TASK PROMPT: Reproduce the entries in full, with no changes.

##### SUPPLIED ENTRIES

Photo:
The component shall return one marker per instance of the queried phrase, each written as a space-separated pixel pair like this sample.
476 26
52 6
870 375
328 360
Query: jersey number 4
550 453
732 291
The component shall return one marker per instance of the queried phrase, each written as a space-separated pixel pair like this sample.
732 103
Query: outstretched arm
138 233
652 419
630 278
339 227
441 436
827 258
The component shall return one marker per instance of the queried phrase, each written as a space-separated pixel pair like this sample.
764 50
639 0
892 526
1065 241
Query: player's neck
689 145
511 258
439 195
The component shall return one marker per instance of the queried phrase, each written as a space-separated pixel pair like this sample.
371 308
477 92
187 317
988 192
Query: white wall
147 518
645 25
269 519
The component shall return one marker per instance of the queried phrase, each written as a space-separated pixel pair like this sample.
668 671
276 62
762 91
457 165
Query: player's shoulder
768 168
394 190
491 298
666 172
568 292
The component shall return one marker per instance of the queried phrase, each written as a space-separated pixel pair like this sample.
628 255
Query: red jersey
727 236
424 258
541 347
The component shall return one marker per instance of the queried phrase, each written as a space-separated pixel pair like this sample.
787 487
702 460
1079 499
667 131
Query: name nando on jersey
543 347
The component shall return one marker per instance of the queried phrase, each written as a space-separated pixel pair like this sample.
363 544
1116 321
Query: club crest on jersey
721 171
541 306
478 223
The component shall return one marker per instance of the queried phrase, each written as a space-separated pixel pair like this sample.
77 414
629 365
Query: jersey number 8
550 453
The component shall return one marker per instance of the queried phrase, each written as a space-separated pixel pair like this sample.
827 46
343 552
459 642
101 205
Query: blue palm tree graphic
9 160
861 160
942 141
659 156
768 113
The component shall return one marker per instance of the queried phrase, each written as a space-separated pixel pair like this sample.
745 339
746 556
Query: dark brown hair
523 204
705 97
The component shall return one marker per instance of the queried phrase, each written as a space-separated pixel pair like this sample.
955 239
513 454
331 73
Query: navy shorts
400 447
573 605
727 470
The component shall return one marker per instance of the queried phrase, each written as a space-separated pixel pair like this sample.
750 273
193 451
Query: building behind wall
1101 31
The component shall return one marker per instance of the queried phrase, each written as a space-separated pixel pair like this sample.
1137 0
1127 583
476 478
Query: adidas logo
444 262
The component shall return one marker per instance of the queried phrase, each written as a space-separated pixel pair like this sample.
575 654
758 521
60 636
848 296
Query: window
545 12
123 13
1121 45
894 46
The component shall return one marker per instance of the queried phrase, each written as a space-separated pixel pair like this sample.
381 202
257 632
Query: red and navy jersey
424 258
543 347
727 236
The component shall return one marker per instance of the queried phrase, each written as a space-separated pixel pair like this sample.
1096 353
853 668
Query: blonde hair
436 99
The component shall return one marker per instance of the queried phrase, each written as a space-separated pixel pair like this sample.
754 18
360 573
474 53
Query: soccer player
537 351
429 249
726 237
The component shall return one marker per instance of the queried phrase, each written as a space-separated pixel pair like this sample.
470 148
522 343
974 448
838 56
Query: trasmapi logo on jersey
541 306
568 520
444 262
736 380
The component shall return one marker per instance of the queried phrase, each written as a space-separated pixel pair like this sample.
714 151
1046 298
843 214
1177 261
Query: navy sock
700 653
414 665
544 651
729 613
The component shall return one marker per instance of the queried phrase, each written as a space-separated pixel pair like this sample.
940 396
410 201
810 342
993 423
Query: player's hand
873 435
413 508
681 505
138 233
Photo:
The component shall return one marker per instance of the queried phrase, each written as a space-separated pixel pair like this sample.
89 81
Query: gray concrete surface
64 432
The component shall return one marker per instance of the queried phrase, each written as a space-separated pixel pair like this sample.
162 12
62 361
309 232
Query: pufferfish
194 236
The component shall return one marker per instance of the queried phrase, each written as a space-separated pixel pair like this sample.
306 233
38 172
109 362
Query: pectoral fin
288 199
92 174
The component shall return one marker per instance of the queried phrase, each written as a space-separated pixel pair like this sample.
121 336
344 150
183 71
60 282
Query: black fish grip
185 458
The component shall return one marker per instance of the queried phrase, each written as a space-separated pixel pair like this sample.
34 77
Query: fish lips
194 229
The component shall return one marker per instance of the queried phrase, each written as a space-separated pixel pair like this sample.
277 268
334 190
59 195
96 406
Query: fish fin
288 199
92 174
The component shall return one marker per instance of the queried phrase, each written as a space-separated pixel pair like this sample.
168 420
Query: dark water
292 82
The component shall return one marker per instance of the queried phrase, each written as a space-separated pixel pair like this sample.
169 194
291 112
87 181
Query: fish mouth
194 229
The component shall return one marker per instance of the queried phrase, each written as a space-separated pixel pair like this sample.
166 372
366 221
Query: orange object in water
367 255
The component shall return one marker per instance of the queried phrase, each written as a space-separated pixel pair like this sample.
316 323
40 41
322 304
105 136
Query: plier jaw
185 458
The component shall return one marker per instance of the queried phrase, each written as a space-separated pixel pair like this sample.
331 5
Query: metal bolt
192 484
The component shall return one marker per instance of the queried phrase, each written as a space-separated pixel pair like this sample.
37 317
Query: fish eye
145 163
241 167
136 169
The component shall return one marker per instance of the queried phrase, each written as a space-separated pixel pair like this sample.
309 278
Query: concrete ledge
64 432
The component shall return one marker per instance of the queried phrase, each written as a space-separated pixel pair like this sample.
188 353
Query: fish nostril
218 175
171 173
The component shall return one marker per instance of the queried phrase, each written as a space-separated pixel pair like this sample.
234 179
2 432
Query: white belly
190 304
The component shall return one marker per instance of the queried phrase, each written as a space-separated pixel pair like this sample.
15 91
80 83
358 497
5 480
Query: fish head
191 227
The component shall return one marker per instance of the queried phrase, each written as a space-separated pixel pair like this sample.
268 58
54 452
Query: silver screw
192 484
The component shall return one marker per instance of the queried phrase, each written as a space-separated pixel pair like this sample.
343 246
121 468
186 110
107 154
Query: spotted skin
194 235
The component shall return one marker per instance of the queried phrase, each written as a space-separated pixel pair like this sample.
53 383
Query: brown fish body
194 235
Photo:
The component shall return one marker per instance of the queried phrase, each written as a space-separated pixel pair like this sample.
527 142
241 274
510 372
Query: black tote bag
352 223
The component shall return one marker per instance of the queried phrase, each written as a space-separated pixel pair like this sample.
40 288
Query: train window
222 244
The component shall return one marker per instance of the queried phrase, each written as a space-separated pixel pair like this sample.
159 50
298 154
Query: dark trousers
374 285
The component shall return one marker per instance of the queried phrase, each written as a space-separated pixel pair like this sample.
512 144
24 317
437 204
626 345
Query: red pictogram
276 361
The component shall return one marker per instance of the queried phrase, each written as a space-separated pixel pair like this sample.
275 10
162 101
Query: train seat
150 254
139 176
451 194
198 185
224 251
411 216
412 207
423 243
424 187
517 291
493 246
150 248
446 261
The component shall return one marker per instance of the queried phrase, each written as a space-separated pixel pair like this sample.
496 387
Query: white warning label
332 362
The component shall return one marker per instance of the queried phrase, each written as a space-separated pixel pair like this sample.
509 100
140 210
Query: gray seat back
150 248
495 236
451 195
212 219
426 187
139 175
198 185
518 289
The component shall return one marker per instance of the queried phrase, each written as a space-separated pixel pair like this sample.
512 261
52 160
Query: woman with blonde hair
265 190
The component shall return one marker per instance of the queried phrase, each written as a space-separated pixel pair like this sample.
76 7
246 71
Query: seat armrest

##########

OUTPUT:
Photo:
The component shall return one marker per instance of the queried phrase, each written as a space-separated pixel pair like this sample.
476 26
52 6
870 375
328 360
Query: jersey number 4
550 453
732 291
The component shall return one marker per instance of the queried phrase, each written as a space-separated pixel pair like this sample.
732 103
Query: outstretched arm
138 233
652 419
630 278
339 227
441 436
827 258
The component shall return one marker per instance of the queried phrase, each written as a space-separated pixel pair like this sample.
764 50
639 0
892 526
1065 241
Query: player's neck
689 145
511 258
439 195
The component shall return one marker per instance of the queried phrase, each written as a space-separated pixel pair like this sample.
371 308
477 92
187 317
988 192
Query: white wall
147 518
645 25
269 519
The component shall return one marker per instance of the queried phrase, each written as a space-separated pixel pair like this sample.
668 671
276 62
762 91
457 165
Query: player's shoulder
768 168
394 190
491 298
666 172
568 292
The component shall return one marker per instance of the queried phrase, each written as a space-separated pixel pair like this sample.
628 255
Query: red jersey
727 236
424 258
541 347
The component shall return one marker per instance of the queried phrase, each written as a space-separated pixel pair like this sample.
787 487
702 460
1079 499
667 131
Query: name nando on jersey
543 347
The component shall return one marker per instance of the queried phrase, each written as a space-separated pixel pair like this sample.
363 544
1116 321
Query: club crest on jersey
721 171
541 306
478 223
The component shall return one marker per instance of the queried phrase, each written as a space-separated pixel pair like this sample.
77 414
629 365
Query: jersey number 8
550 453
The component shall return one marker per instance of the queried phrase, each written as a space-separated pixel pair like this sample.
827 46
343 552
459 642
101 205
Query: blue palm tree graphic
9 160
861 160
942 141
659 156
768 113
The component shall return one marker per instance of the queried phrase, each written as a space-separated pixel pair like this sample.
745 339
746 556
Query: dark brown hair
523 204
705 97
The component shall return one marker per instance of the queried phrase, each written as a space-separated pixel pair like this sample.
955 239
513 454
331 73
Query: navy shorts
400 447
573 605
727 470
The component shall return one marker per instance of the queried phrase, each written as a space-separated pixel pair like this sample.
750 273
193 451
Query: building behind wall
1101 31
The component shall return one marker per instance of the queried phrase, each written as a space-separated pixel pair like this sample.
1137 0
1127 583
476 478
Query: adidas logo
444 262
The component shall return one marker per instance of the queried phrase, each written as a space-separated pixel pair like this sample.
575 654
758 521
60 636
848 296
Query: window
545 12
123 13
1121 45
894 46
The component shall return one marker per instance of the queried phrase, each written as a space-separated pixel pair like this sample.
381 202
257 632
Query: red and navy jersey
424 258
543 347
727 236
The component shall return one marker per instance of the queried phrase, each written as a space-separated pixel pair like this sample.
1096 353
853 668
Query: blonde hair
436 99
The component shall return one marker per instance of the queried phrase, each written as a space-separated pixel pair like this sample.
754 18
360 573
474 53
Query: soccer player
537 351
429 249
726 237
The component shall return one marker per instance of the queried phrase, each written as a space-separated pixel pair like this sample.
470 148
522 343
974 448
838 56
Query: trasmapi logo on jersey
541 306
568 520
444 262
736 380
The component shall return one marker per instance of the queried phrase, each written as a space-separated pixel pair like this sample.
714 151
1046 298
843 214
1177 261
Query: navy sock
700 653
414 665
544 651
729 613
The component shall return one marker per instance of the queried phrase, each written as a space-separated pixel pair like this sample.
940 396
410 201
810 342
993 423
Query: player's hand
873 435
413 508
681 505
138 233
Photo:
The component shall return one marker per instance of the queried phrase, each written as a space-separated pixel pair like this sample.
89 81
Query: gray concrete surface
64 432
The component shall return one marker per instance of the queried phrase, each written as a space-separated pixel pair like this sample.
162 12
62 361
309 232
Query: pufferfish
194 236
The component shall return one marker per instance of the queried phrase, each written as a space-separated pixel pair like this sample.
306 233
38 172
109 362
Query: pectoral fin
288 199
92 174
The component shall return one marker per instance of the queried phrase, each written as a space-separated pixel pair like this sample.
121 336
344 150
183 71
60 282
Query: black fish grip
185 458
The component shall return one marker per instance of the queried phrase, each written as a space-separated pixel pair like this sample.
34 77
Query: fish lips
194 229
The component shall return one marker per instance of the queried phrase, each written as a space-separated pixel pair like this sample.
277 268
334 190
59 195
96 406
Query: fish fin
288 199
92 174
The component shall return one marker per instance of the queried phrase, each written as a space-separated pixel pair like this sample.
168 420
Query: dark water
292 82
The component shall return one marker per instance of the queried phrase, each written as a space-separated pixel pair like this sample.
169 194
291 112
87 181
Query: fish mouth
194 229
The component shall return one marker per instance of the queried phrase, each written as a space-separated pixel pair like this sample.
166 372
366 221
Query: orange object in water
367 255
The component shall return one marker per instance of the queried phrase, each written as a space-separated pixel pair like this sample.
316 323
40 41
322 304
105 136
Query: plier jaw
185 458
The component shall return one marker per instance of the queried phrase, each written as a space-separated pixel pair like this sample.
331 5
Query: metal bolt
192 484
The component shall return one marker per instance of the queried phrase, each written as a space-separated pixel pair like this sample.
37 317
Query: fish eye
145 163
241 167
136 169
The component shall return one marker per instance of the queried phrase, each written as a space-separated pixel pair like this sample.
309 278
Query: concrete ledge
64 432
The component shall return one marker per instance of the queried phrase, each written as a space-separated pixel pair like this sample.
188 353
Query: fish nostril
218 175
171 173
The component shall return one marker per instance of the queried phrase, each written as a space-separated pixel pair like this sample.
234 179
2 432
Query: white belly
190 304
The component shall return one marker per instance of the queried phrase, each written as a space-separated pixel pair like this sample.
15 91
80 83
358 497
5 480
Query: fish head
191 227
The component shall return one marker per instance of the queried phrase, each written as a space-separated pixel pair like this sample.
268 58
54 452
Query: silver screw
192 484
The component shall return one marker per instance of the queried phrase, each written as a space-separated pixel pair like this sample.
343 246
121 468
186 110
107 154
Query: spotted skin
194 235
The component shall return one marker per instance of the queried phrase, each written as a space-separated pixel pair like this sample.
53 383
Query: brown fish body
194 235
Photo:
The component shall return one marker per instance of the queried phrase, each written as a space-separated pixel pair like this sample.
527 142
241 274
510 372
Query: black tote bag
352 223
The component shall return one marker per instance of the queried phrase, each written as a space-separated pixel pair like this sample.
40 288
Query: train window
222 244
The component shall return one marker per instance of the queried phrase, each written as a space-separated pixel pair like this sample.
159 50
298 154
Query: dark trousers
374 285
The component shall return one marker per instance of the queried phrase, each written as a space-separated pixel pair like this sample.
512 144
24 317
437 204
626 345
Query: red pictogram
276 361
The component shall return one marker per instance of the queried phrase, each written as a space-separated pixel pair like this sample.
275 10
162 101
Query: train seat
150 254
139 176
451 194
198 185
224 251
411 216
412 207
423 243
424 187
517 291
493 246
150 248
446 261
The component shall return one marker per instance of the queried phrase, each written as a space-separated pixel pair like this sample.
496 387
Query: white warning label
332 362
The component shall return one marker per instance of the queried phrase, each written as a space-separated pixel pair like this sample.
509 100
140 210
Query: gray seat back
150 248
495 236
451 195
212 219
426 187
139 175
198 185
518 289
The component shall return one marker per instance of the queried phrase, each written as a space-separated pixel pair like this sample.
512 261
52 160
Query: woman with blonde hair
265 190
The component shall return one marker per instance of the queried phrase, each written as a space-separated pixel pair like this sample.
76 7
246 71
Query: seat armrest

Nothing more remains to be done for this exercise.